--- Written exercise 1 ---
According to the yarn types article, what words should you look for on a label to find a softer acrylic yarn?
--- Written exercise 2 ---
In the yarn types article, condense the paragraph beginning "Acrylic yarns are one of the cheapest options" into a bulleted list that keeps its main facts.
--- Written exercise 3 ---
Carry on the yarn types article from the point where it stops.

--- Excerpted passage ---
# # # # # # #
Understanding all the Different Yarns!

by Laura Eccleston

09 Aug 2022

197 Views

Understanding all the Different Yarns!
One of the hardest things to understand as a beginner when starting out on your new crochet journey is all the different types of yarns you can buy and knowing which yarn is best for a certain type of crochet project. So today I am listing some of the most commonly found yarn fibres you can buy, their positives and their negatives and of course what crochet projects are best to use them with. By the end of the article, hopefully you will understand different yarns a little better to help you choose the right one for you and your project.

If you would like to learn about the different yarn weights and what they mean, you can read my article here on that.

Another good article on yarn and the projects they're good for can be found here.

Acrylic Yarn
Acrylic yarns are one of the cheapest options, but make sure it’s a good quality acrylic yarn because sometimes the really cheap acrylic yarns can be harder to crochet with. Often beginners don't want to spend too much money when starting out and they opt for a really cheap acrylic yarn, but this can cause problems and make it seem like crochet is harder than it is. They may feel plasticky or stringy and can end up feeling horrible in your hands so look for words like premium acrylic or anti-pilling acrylic, which are much softer and gentler to work with. Even better, try and head to a yarn store so you can touch the yarns in person as there are some really soft and squishy acrylics out there. Acrylics also often come in an array of colours so you can really have some fun with colour without spending too much money.
# # # # # # #
--- Data excerpts ---
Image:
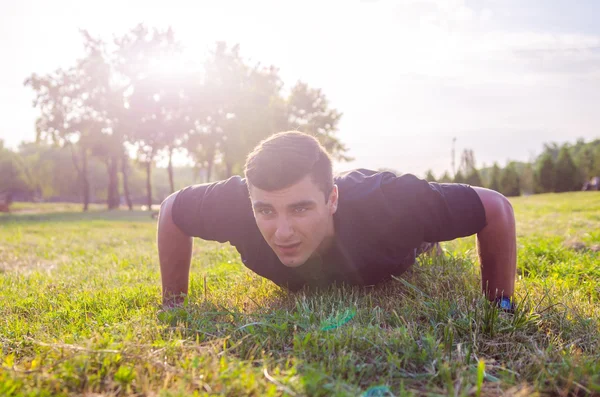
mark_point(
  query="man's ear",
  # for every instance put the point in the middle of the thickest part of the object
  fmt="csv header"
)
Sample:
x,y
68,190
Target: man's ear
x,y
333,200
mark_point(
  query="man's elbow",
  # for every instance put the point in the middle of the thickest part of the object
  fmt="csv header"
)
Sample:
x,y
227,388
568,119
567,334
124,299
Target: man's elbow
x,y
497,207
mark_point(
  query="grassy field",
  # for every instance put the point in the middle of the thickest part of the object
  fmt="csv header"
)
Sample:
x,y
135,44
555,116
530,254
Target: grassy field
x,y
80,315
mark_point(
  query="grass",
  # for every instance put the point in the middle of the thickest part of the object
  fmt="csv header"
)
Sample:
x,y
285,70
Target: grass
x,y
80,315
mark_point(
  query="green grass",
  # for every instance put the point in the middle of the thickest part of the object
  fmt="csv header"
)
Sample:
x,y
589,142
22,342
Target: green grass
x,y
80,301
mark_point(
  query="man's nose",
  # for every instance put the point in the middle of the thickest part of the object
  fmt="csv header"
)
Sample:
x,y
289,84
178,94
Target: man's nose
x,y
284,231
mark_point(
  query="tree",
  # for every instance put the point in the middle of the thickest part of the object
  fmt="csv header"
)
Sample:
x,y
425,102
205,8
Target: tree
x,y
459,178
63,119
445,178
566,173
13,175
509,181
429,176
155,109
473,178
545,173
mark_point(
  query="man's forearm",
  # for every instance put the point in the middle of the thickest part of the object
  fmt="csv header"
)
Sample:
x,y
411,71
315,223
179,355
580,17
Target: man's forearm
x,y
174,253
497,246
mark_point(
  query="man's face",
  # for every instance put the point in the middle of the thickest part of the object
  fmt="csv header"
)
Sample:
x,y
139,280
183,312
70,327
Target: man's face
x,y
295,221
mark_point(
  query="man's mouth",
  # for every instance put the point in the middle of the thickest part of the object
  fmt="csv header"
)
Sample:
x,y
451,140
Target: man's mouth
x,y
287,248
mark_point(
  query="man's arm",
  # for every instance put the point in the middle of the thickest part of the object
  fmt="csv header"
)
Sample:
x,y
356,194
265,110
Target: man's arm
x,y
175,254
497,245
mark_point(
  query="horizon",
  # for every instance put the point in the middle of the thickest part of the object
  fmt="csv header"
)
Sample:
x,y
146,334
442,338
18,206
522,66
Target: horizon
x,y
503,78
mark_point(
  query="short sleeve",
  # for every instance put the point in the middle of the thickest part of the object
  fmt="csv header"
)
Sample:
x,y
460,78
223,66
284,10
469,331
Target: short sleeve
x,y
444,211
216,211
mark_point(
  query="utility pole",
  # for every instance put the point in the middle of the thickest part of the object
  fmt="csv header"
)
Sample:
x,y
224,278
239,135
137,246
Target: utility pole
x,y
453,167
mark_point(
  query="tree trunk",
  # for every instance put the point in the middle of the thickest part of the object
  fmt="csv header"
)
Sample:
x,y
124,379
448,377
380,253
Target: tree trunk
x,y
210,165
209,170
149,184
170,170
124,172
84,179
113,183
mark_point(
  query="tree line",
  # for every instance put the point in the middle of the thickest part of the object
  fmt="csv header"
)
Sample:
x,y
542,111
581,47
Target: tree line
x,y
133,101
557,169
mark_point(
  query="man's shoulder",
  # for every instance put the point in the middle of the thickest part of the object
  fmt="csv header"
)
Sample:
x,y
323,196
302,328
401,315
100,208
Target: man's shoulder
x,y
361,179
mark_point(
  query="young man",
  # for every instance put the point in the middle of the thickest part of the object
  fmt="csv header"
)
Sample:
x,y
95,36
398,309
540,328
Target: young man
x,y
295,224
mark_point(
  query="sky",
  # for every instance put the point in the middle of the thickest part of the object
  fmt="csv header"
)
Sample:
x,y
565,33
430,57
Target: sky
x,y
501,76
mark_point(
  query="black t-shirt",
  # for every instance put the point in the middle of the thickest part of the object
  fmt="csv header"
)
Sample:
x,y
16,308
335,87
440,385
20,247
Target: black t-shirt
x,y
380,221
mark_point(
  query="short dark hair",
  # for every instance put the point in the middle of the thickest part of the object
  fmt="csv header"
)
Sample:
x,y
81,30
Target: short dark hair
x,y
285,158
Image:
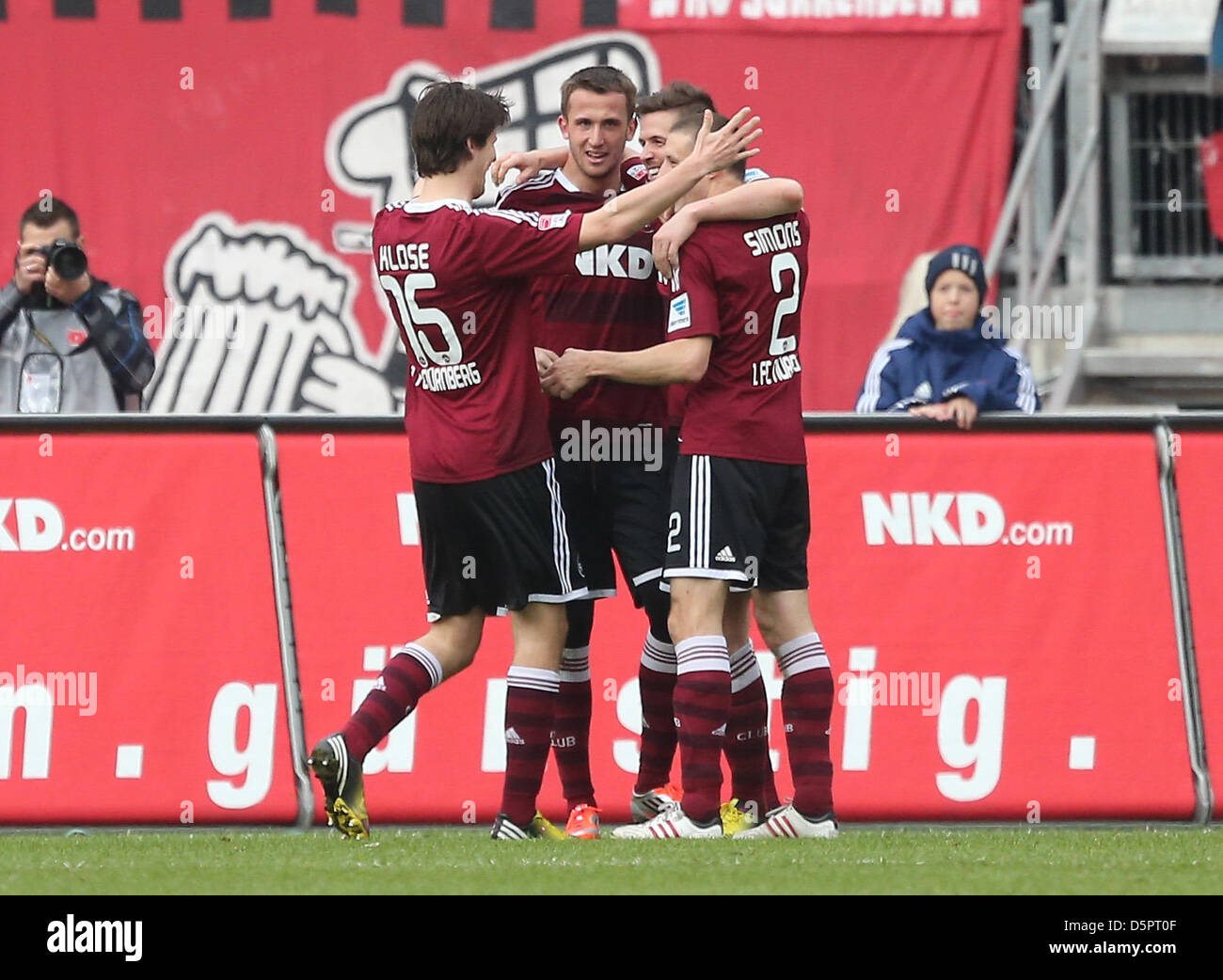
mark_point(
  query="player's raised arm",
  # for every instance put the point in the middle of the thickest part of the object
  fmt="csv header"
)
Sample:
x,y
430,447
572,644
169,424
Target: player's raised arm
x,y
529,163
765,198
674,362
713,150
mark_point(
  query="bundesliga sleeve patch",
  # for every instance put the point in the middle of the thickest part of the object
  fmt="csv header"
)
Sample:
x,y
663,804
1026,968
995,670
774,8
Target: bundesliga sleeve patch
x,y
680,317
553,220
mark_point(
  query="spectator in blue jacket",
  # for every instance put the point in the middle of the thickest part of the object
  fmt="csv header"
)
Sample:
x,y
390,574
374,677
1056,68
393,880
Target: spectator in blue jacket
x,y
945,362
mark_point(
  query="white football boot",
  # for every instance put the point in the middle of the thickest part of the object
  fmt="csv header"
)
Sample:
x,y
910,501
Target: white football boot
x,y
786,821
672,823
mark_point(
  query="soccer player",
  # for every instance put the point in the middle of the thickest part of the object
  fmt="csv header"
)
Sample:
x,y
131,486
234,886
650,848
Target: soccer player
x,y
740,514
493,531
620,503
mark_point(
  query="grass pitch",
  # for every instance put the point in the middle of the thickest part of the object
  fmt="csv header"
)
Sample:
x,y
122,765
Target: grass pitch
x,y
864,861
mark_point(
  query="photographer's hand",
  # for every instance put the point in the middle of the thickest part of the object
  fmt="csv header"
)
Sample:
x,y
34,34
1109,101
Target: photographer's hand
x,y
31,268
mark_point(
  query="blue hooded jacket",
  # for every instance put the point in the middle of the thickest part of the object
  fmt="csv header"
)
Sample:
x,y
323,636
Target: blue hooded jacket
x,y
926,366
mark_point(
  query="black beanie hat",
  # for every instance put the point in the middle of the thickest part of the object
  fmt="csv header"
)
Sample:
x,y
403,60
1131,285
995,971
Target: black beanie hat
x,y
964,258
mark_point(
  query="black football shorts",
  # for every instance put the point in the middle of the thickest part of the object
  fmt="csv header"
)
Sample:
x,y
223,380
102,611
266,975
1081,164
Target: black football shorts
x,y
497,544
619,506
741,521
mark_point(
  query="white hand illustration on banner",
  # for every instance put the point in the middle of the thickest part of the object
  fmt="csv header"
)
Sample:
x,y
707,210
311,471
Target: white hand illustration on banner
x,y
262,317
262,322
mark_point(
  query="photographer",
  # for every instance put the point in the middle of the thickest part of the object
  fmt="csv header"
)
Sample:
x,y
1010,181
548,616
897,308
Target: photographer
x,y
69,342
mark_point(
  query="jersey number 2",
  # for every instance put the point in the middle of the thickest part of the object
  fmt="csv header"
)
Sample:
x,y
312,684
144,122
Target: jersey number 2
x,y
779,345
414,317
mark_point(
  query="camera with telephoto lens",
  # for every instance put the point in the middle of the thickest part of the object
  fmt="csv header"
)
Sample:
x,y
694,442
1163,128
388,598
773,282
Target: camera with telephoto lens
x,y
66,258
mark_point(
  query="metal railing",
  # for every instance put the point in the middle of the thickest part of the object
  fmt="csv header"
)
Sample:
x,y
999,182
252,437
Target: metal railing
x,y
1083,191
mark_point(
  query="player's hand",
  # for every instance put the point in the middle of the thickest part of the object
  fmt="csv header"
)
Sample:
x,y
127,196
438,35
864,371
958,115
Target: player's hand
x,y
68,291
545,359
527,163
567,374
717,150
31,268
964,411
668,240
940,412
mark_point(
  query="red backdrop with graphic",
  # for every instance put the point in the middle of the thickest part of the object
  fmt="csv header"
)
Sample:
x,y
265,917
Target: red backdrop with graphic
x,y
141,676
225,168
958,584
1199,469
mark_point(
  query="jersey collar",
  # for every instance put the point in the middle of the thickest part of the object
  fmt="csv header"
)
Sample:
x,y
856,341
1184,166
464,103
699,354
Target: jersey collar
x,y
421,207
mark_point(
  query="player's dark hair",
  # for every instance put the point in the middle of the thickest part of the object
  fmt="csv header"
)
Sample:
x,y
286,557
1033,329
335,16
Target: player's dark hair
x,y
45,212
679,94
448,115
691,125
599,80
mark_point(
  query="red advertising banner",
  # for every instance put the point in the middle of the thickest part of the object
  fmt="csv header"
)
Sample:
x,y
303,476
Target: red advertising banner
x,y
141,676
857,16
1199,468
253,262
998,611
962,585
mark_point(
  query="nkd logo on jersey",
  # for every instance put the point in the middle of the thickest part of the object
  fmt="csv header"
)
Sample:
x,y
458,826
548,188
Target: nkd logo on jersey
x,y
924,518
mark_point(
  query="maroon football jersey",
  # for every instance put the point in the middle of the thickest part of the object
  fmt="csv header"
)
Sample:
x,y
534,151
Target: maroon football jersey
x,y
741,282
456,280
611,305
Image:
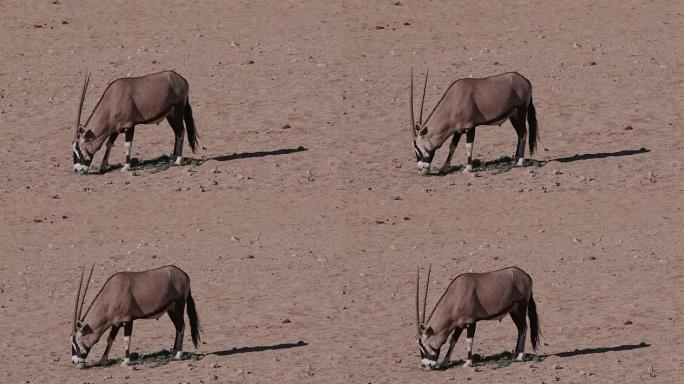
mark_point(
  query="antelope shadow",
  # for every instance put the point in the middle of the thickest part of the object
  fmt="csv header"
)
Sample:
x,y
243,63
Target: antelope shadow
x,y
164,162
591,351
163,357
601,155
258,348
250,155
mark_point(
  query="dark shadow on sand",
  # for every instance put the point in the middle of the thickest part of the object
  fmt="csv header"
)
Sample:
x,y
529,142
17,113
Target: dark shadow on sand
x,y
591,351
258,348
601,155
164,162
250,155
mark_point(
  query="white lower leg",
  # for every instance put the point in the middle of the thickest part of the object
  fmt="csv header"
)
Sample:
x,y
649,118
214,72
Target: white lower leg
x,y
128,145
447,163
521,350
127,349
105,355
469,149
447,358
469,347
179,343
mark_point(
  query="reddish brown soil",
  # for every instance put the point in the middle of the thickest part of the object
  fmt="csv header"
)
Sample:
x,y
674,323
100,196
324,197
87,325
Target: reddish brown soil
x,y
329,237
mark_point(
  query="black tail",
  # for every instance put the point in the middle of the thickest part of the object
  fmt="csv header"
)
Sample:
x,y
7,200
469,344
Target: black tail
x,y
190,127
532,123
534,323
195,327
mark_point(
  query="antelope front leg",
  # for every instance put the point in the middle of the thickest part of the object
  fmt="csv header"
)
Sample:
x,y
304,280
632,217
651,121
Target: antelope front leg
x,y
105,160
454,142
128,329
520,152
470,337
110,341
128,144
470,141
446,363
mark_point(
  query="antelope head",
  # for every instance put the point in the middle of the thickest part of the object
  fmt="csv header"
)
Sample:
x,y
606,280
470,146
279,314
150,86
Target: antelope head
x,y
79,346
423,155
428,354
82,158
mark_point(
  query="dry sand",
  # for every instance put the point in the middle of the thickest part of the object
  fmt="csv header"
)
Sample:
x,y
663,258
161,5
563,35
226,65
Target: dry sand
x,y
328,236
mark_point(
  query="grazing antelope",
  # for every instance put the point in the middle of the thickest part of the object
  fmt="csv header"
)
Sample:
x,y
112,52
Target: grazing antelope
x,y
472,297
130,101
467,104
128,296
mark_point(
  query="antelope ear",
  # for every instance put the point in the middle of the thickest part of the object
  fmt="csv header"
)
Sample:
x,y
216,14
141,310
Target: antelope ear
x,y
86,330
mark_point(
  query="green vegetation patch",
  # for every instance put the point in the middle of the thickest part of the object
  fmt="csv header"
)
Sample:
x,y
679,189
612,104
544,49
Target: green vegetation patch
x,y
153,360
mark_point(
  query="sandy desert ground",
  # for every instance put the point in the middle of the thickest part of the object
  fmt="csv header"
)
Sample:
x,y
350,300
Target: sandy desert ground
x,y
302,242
# # # # # # #
--- Task answer 1 ---
Look for "premium acrylic" or "anti-pilling acrylic."

--- Task answer 2 ---
- Acrylic is one of the cheapest yarns, but choose a good-quality one, since very cheap acrylic can be harder to crochet with.
- Beginners often buy very cheap acrylic to save money, which can make crochet seem harder than it is.
- Cheap acrylic may feel plasticky, stringy or unpleasant in the hands. Labels saying "premium acrylic" or "anti-pilling acrylic" mark softer yarns that are gentler to work with.
- A yarn store lets you feel the yarns in person, and some acrylics are very soft and squishy.
- Acrylics often come in many colors, so you can have fun with color without spending much.

--- Task answer 3 ---
One of the benefits of crocheting with acrylic yarn is that they are a great choice for children and baby items and clothes because not only are they soft on baby skin, but they are also super easy to shove in the washing machine for a good old wash. Much needed with a new baby.

Positives
    • A good budget yarn choice
    • Easy to wash at 40 degrees
    • Great choice of colours
    • Can be super soft and squishy
    • Lots of chunky options for fast projects
    • Vegan

Negatives
    • Acrylic is not the best for the environment as it is technically plastic
    • Can be of poor quality so choose carefully

Recommended Projects
    • Children and baby clothes
    • Hats and scarves

Cotton & Bamboo Yarn
Cotton and bamboo yarns are some of my favourite fibres to work with because like acrylic they are easy to wash and often come in an array of gorgeous colours and the texture is a lot less fluffier to crochet with so this makes cotton and bamboo yarns great for amigurumi projects and toys. It is also the best fibre choice for beginners because the smooth fibre makes your stitches much easier to see. There are also a few chunkier options in case you struggle with thinner yarns.

One of the most important benefits of cotton and bamboo yarn is that it is also biodegradable, but it is worth noting that cotton is very demanding on the environment as crops require pesticides and vast amounts of water to grow so look out for recycled or organic cottons as a less harmful alternative. Bamboo on the other hand is a much better choice for the environment because it requires no pesticides to grow, uses much less water and more can be grown per square metre compared to cotton. Bamboo is actually softer as well and more breathable so definitely look out for bamboo alternatives if you can source them.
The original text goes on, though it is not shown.